GOAL: Write each line exactly, from the line that holds "Could you please spot the cream" through the final line of the material, and no other line.

DATASET ROWS:
>>>

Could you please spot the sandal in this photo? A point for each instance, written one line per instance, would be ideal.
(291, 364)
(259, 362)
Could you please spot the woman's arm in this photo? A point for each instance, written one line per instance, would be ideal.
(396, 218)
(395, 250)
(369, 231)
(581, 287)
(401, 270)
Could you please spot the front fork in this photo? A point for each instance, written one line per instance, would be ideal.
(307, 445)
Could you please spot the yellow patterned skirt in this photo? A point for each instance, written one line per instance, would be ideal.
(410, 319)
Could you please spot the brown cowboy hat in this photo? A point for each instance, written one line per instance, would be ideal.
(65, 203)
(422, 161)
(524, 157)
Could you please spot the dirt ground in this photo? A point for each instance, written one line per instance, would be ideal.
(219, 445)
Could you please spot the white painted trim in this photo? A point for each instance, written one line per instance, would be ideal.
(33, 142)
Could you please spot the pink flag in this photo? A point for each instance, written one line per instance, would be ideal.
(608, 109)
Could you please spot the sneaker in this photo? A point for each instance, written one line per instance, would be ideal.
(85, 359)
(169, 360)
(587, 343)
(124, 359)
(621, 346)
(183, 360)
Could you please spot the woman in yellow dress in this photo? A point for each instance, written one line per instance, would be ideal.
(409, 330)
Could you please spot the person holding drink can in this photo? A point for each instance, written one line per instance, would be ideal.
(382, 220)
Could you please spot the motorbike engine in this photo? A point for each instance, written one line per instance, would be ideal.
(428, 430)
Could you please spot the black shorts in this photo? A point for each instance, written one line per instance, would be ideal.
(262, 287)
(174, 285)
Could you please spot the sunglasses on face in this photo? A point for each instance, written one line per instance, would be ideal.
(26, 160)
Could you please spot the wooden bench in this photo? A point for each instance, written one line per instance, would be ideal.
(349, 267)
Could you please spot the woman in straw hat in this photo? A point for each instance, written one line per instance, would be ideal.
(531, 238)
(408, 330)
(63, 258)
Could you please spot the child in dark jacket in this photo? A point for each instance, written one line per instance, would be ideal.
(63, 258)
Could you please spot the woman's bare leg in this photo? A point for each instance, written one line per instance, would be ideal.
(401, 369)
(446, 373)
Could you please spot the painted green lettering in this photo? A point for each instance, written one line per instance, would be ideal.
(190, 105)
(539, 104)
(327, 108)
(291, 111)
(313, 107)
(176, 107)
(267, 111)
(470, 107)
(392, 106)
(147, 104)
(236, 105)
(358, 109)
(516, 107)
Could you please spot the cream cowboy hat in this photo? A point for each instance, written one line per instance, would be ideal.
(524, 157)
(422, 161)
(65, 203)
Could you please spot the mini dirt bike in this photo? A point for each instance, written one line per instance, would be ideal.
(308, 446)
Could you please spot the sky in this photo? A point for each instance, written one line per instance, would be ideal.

<<<

THE COMPLETED TASK:
Could you please spot the cream cowboy hat in this photo? A point for each instance, written one line per instance, would be ideal.
(524, 157)
(422, 161)
(65, 203)
Could you please spot the mini dirt bike in this photo? A point for each instance, written one line per instance, would be ideal.
(308, 446)
Could you please spot the sky in this photo? A point for each instance, written one line per instance, would be ideal.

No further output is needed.